=== Record list ===

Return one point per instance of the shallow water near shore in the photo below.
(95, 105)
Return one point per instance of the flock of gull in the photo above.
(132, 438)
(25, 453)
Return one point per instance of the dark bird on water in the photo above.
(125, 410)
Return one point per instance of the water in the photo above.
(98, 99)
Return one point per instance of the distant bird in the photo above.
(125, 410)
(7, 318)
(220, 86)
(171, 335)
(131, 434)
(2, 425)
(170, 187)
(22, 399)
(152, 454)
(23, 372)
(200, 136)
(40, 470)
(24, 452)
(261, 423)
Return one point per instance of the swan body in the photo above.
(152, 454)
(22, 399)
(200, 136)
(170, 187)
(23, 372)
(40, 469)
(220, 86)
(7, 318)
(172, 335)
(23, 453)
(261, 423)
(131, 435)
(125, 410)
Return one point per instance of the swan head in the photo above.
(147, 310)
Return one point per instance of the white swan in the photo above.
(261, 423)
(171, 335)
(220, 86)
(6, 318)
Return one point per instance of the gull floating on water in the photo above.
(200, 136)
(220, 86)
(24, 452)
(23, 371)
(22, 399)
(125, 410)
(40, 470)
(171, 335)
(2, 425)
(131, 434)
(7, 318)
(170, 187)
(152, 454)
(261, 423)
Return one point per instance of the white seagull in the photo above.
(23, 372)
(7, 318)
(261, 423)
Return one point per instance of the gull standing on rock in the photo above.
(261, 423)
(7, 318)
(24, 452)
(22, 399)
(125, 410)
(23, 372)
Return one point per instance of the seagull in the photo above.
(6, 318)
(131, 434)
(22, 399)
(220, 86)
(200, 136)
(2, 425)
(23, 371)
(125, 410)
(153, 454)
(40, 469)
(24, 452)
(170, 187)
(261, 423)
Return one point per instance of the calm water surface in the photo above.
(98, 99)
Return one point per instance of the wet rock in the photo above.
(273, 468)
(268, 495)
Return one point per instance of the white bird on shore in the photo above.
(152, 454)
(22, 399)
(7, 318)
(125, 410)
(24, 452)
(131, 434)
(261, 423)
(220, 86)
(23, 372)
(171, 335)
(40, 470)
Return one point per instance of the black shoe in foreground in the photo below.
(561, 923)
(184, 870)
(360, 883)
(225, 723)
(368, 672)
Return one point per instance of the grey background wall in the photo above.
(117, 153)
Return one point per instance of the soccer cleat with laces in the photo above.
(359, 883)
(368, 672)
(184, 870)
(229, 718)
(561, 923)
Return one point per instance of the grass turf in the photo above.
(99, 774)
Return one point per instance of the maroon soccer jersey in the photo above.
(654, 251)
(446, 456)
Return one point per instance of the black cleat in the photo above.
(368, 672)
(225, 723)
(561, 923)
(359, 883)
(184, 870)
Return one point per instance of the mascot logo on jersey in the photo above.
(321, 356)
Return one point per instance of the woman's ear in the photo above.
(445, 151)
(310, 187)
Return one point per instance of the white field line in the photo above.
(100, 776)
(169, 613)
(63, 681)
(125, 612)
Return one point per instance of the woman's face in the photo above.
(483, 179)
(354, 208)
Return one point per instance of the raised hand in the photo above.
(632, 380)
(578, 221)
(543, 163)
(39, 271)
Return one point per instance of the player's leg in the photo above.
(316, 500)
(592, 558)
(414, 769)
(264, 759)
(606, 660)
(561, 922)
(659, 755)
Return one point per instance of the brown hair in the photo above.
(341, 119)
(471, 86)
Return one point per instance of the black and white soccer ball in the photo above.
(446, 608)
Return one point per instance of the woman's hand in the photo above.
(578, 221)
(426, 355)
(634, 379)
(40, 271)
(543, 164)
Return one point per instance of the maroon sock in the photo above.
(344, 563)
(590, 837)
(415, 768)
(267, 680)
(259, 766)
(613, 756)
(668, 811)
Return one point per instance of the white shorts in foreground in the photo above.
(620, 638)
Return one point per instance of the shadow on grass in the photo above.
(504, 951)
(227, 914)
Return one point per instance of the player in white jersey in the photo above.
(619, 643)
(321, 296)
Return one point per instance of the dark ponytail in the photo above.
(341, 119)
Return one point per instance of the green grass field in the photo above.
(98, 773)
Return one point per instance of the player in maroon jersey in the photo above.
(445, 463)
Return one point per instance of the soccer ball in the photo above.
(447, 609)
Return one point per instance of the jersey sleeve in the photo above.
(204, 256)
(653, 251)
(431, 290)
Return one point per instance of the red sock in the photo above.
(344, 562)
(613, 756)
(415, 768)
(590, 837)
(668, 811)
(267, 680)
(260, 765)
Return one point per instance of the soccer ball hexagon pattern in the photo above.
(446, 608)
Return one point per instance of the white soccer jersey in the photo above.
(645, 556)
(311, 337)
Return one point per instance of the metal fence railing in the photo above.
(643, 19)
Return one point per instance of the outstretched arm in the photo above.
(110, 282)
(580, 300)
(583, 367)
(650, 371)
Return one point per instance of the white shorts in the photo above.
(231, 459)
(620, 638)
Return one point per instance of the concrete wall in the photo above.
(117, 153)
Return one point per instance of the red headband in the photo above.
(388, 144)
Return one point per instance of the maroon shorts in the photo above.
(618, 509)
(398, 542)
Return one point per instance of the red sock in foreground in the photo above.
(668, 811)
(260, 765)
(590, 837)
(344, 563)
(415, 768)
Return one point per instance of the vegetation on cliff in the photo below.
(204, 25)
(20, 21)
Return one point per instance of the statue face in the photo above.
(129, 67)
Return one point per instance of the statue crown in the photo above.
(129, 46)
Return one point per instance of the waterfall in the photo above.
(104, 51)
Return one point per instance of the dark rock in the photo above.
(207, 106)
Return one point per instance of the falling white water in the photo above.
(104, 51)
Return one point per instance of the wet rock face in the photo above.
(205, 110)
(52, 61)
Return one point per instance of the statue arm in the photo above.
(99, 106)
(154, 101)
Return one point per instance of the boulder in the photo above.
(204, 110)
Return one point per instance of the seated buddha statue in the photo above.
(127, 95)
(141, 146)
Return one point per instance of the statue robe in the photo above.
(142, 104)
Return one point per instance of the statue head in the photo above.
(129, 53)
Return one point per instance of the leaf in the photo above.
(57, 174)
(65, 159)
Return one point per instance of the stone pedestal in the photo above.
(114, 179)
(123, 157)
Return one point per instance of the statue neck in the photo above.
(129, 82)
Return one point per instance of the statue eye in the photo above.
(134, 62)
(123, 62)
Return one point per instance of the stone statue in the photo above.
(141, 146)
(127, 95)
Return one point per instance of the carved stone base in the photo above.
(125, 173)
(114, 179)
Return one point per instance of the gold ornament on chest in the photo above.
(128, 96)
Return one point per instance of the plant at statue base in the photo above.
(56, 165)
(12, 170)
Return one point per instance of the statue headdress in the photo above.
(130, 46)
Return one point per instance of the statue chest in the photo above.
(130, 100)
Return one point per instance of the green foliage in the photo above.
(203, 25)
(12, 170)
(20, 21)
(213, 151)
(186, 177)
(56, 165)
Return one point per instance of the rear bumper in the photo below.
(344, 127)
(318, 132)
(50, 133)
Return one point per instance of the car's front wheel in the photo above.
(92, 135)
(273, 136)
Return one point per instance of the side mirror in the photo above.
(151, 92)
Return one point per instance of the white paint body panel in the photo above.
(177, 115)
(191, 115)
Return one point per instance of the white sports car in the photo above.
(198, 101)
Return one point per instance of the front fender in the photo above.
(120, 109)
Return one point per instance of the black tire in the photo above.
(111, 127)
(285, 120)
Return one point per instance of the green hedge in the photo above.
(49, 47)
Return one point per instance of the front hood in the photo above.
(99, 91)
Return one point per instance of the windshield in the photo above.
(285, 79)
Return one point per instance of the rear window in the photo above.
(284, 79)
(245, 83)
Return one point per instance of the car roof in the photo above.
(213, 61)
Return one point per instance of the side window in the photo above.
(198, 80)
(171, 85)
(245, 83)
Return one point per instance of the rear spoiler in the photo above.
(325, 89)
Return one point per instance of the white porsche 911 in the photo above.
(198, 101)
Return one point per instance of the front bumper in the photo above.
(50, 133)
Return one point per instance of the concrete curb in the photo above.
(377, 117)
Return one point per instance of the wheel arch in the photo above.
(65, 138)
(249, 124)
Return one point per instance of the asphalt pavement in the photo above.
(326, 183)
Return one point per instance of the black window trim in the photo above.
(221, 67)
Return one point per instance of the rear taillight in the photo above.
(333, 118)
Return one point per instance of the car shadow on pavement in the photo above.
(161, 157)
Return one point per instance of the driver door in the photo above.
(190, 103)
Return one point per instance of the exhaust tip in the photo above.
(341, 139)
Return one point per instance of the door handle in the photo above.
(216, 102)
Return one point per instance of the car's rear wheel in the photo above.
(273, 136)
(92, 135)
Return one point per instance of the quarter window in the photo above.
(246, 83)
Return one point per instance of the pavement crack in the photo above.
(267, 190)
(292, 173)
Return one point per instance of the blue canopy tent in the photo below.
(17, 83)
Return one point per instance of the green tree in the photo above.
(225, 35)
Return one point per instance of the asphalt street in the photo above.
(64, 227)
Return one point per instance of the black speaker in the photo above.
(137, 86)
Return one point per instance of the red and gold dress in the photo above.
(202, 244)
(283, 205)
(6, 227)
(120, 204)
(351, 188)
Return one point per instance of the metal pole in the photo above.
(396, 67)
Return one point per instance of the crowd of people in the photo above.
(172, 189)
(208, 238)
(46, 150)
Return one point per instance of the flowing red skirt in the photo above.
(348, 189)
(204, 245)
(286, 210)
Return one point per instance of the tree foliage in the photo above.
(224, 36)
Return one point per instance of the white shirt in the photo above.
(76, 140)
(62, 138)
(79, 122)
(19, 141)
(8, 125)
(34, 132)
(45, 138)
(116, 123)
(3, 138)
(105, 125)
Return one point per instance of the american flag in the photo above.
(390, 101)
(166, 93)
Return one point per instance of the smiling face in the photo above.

===

What the task asks: Reproduce exactly the line that holds "Return one point per instance of the pavement", then every line after it, ending with the final line of the records above.

Solution to this exercise:
Return one point per instance of the pavement crack in the photo above.
(267, 190)
(292, 173)
Return one point per instance of the blue canopy tent in the photo below.
(17, 83)
Return one point per instance of the green tree in the photo above.
(225, 35)
Return one point per instance of the asphalt street in the photo above.
(64, 227)
Return one point per instance of the black speaker in the photo above.
(137, 86)
Return one point per instance of the red and gold dress in the photo above.
(202, 244)
(283, 205)
(6, 227)
(120, 204)
(351, 188)
Return one point per instance of the metal pole in the photo above.
(396, 67)
Return one point per instance of the crowd of people in the photo above.
(172, 189)
(208, 238)
(46, 150)
Return one point per instance of the flowing red skirt in the photo above.
(348, 189)
(204, 245)
(286, 210)
Return one point per instance of the tree foliage in the photo above.
(224, 36)
Return one point per instance of the white shirt in the photo above.
(76, 140)
(62, 138)
(79, 122)
(19, 141)
(8, 125)
(34, 132)
(45, 138)
(116, 123)
(3, 138)
(105, 125)
Return one point per instance of the american flag in the photo above.
(390, 101)
(166, 93)
Return one point per instance of the smiling face in the photo above.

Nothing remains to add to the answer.